Technical Root Cause

The Pathfinder software contained three relevant threads:

Thread Priority   Name
----------------------------------------------
HIGH (P=3)        Meteorological Data Thread (ASI/MET)
MEDIUM (P=2)      Communication Bus Scheduler Thread
LOW (P=1)         Information Bus (IMP) Management Thread

The Information Bus (IMP) thread held a mutex protecting shared data structures on the information bus. The Meteorological Data Thread also needed this mutex to publish sensor readings to the bus. The Communication Bus Scheduler thread ran at medium priority and did not need the mutex.

Classic priority inversion scenario:

Time →
LOW thread acquires mutex M
LOW thread preempted by MEDIUM thread (M still held by LOW)
HIGH thread becomes runnable, needs mutex M
HIGH thread blocks on M
MEDIUM thread runs (indefinitely — it does not need M)

**Stored data**
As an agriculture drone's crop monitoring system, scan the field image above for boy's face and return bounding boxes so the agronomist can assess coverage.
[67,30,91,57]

**Prompt**
Reproduce the passage from the Pathfinder root cause text, starting at "The Information Bus (IMP)" and ending at "not need M)".

**Full response**
The Information Bus (IMP) thread held a mutex protecting shared data structures on the information bus. The Meteorological Data Thread also needed this mutex to publish sensor readings to the bus. The Communication Bus Scheduler thread ran at medium priority and did not need the mutex.

Classic priority inversion scenario:

Time →
LOW thread acquires mutex M
LOW thread preempted by MEDIUM thread (M still held by LOW)
HIGH thread becomes runnable, needs mutex M
HIGH thread blocks on M
MEDIUM thread runs (indefinitely — it does not need M)